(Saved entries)
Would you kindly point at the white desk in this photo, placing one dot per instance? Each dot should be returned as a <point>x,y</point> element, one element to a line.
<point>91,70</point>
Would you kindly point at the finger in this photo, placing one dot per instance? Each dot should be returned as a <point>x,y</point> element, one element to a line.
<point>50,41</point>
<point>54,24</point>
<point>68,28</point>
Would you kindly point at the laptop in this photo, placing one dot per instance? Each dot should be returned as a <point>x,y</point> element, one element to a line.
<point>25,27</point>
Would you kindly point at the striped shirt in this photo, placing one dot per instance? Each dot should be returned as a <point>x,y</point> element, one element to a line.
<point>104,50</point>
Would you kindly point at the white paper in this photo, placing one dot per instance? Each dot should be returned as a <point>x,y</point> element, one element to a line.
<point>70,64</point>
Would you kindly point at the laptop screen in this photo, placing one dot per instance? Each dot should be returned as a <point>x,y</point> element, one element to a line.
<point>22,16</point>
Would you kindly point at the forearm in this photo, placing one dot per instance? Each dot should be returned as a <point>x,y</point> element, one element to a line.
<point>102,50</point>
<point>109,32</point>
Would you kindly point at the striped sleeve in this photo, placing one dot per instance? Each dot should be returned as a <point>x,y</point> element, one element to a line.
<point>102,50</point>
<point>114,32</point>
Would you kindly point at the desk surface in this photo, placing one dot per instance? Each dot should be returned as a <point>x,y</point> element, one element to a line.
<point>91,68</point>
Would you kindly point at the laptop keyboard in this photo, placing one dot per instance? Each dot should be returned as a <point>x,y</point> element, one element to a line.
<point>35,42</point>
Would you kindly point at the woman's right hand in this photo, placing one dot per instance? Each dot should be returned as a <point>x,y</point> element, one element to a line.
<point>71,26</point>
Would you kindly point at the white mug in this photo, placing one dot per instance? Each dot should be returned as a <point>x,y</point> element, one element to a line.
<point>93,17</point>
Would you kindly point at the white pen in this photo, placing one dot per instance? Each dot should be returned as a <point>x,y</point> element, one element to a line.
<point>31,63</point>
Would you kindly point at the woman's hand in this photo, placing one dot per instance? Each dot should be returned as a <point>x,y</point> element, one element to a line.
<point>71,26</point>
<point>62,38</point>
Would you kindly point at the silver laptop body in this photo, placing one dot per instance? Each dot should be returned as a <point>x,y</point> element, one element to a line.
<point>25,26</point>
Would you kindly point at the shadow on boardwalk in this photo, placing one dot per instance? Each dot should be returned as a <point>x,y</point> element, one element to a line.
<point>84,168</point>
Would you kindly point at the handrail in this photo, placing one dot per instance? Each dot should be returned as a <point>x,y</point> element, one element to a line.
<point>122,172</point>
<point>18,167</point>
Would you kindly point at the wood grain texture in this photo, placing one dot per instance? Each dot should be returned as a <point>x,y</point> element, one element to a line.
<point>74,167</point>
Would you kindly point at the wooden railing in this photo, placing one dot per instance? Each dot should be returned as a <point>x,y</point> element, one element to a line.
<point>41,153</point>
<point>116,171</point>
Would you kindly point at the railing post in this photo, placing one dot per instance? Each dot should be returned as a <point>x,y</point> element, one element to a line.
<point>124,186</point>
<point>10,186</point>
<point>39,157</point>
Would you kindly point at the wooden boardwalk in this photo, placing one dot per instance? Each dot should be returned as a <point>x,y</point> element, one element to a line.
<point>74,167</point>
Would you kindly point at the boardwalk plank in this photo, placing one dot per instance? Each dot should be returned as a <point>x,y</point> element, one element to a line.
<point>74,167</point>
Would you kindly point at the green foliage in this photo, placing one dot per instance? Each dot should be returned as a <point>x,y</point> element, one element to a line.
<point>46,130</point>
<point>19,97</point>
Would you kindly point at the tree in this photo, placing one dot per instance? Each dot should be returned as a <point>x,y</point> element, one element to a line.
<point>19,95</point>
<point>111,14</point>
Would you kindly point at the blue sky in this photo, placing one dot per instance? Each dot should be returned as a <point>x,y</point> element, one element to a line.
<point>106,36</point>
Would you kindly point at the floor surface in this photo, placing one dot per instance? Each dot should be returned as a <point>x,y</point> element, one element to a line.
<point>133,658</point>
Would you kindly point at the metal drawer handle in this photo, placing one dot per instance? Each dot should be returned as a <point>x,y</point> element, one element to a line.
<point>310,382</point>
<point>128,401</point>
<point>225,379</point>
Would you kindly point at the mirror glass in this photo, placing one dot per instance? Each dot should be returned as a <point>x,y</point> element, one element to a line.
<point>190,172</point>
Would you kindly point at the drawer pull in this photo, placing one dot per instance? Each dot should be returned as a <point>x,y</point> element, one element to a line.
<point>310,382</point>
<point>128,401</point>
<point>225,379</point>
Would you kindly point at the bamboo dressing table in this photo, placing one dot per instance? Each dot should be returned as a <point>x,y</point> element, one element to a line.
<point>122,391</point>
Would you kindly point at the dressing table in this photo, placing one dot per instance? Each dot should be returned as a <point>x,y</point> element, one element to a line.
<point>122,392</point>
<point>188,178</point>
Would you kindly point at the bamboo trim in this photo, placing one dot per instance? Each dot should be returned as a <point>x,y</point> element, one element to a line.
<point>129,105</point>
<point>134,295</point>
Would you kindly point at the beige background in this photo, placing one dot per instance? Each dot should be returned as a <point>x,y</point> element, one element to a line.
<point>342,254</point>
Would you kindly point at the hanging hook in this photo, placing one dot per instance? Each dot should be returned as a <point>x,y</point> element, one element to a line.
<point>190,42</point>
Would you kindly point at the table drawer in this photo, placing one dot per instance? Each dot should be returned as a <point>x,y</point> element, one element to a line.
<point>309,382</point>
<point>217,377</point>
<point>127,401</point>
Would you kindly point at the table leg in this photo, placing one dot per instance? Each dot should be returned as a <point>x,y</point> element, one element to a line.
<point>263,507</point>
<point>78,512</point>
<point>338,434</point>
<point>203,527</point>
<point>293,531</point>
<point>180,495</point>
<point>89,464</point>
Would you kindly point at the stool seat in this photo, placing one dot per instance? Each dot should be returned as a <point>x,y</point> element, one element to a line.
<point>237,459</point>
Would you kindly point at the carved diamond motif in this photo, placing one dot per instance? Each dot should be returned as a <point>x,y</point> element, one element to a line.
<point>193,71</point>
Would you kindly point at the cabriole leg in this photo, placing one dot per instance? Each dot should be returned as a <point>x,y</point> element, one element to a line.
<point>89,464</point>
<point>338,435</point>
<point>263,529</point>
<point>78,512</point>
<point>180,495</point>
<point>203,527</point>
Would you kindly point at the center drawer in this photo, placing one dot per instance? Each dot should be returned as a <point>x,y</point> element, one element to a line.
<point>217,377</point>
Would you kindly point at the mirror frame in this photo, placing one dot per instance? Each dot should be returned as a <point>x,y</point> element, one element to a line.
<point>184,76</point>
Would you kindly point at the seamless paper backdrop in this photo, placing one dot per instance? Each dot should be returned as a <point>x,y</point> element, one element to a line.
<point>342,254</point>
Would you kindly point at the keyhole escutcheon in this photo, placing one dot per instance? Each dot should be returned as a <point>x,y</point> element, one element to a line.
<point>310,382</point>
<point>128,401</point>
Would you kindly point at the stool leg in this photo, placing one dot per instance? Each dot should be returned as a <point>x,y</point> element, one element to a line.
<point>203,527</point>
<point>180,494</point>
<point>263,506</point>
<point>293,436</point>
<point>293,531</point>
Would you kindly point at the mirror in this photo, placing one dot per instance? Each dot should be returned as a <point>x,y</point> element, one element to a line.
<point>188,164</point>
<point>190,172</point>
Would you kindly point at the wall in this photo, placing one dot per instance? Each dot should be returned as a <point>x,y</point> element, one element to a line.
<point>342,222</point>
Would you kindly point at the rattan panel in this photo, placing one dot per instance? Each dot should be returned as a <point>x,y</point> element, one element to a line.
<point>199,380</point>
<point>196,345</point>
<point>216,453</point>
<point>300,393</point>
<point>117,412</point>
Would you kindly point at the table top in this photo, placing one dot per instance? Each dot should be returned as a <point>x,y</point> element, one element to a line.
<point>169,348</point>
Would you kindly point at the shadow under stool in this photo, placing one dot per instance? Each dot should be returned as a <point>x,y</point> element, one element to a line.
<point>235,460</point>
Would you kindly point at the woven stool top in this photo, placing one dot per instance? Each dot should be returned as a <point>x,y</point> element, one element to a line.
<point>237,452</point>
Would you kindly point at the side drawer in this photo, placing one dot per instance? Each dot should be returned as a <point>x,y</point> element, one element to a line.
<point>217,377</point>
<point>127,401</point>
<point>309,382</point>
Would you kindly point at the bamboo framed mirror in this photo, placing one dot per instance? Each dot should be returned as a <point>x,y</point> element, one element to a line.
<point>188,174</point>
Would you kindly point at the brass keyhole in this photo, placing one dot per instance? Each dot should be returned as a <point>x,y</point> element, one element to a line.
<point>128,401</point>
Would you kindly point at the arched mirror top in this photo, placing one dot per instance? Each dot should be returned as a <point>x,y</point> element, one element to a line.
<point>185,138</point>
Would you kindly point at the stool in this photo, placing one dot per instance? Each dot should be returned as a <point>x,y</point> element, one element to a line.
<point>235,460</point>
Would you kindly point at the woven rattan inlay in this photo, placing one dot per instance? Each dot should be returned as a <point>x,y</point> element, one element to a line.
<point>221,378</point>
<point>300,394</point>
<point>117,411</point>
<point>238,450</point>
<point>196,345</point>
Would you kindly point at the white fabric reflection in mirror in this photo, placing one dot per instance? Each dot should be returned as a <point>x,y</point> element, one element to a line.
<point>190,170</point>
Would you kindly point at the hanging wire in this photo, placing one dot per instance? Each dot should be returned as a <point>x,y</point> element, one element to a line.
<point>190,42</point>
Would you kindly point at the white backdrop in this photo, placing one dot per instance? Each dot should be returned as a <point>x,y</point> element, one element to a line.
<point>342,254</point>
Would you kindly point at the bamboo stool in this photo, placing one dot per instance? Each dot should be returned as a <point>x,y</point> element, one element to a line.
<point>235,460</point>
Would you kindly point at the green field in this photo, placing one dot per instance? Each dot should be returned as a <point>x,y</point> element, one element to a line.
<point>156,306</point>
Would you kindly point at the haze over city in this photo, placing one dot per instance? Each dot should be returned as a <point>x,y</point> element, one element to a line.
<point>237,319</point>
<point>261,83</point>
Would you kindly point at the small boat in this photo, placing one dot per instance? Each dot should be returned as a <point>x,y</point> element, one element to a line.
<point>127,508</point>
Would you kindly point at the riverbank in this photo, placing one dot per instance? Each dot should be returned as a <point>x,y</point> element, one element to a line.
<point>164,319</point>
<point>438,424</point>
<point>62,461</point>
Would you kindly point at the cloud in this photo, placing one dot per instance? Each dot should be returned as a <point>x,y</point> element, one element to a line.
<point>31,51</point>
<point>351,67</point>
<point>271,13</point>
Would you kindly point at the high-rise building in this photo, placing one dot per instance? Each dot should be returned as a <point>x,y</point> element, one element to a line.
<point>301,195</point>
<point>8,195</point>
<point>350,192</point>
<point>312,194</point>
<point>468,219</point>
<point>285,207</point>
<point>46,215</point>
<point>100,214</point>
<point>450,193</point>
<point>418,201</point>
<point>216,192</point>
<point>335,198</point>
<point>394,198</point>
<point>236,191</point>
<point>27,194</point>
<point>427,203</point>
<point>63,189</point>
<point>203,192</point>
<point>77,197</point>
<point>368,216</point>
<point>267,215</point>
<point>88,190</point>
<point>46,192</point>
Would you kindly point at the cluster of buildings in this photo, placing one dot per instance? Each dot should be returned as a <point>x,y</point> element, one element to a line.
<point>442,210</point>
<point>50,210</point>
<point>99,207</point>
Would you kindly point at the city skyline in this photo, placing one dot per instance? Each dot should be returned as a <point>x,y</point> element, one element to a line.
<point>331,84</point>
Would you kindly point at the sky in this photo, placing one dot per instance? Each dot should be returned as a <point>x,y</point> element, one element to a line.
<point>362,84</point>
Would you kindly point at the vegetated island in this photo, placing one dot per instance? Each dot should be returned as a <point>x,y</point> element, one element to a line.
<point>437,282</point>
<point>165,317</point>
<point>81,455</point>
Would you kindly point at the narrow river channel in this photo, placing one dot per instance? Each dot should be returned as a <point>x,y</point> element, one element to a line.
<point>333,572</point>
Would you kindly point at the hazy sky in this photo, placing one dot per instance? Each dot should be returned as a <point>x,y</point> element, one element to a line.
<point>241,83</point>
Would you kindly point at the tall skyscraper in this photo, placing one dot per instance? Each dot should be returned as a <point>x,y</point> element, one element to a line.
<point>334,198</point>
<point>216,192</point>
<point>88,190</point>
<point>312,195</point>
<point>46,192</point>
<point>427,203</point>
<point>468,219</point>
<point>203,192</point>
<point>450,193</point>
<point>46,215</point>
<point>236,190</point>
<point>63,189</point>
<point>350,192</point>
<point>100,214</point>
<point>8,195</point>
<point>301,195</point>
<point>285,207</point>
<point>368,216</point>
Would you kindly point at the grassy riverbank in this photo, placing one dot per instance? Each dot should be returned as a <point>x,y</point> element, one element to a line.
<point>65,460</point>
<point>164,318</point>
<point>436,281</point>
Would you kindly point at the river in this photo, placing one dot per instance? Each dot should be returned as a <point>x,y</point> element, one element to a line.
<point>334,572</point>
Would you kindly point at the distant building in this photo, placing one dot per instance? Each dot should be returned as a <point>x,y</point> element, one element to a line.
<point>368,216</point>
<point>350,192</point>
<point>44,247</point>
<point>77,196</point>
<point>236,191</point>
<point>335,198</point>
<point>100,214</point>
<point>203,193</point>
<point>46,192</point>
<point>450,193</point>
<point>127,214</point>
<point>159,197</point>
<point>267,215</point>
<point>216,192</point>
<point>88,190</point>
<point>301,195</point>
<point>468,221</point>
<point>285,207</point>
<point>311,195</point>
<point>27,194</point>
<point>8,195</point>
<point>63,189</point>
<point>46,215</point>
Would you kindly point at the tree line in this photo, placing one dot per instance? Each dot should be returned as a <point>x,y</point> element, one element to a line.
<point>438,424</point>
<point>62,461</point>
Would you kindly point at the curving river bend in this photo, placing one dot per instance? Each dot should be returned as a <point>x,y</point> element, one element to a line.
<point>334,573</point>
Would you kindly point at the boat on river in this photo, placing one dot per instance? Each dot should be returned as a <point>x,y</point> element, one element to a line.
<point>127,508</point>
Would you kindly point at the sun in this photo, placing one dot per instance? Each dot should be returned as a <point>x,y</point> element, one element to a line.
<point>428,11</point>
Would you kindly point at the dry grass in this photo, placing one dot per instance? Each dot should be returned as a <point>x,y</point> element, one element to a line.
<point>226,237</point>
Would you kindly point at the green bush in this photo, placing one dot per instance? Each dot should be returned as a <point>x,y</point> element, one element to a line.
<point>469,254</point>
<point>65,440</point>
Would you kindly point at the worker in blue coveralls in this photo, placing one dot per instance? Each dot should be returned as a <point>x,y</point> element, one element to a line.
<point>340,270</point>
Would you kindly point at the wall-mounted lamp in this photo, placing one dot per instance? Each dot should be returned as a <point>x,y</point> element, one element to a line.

| WHAT THE TASK ASKS |
Please lay out the stretch from the start of the records through the line containing "<point>68,28</point>" as a two-column CSV with the headers text and answer, one row per record. Put each field in double quotes and turn any line breaks inside it into spaces.

| PROBLEM SOLUTION |
text,answer
"Would you kindly point at the white desk in this photo, placing one dot per instance? Each dot should be returned as a <point>x,y</point> element, one element to a line.","<point>91,70</point>"
"Would you kindly point at the finger in this photo, placing one dot per instance? Each dot should be returned as a <point>x,y</point> element, one element to a line.","<point>50,41</point> <point>54,24</point> <point>68,28</point>"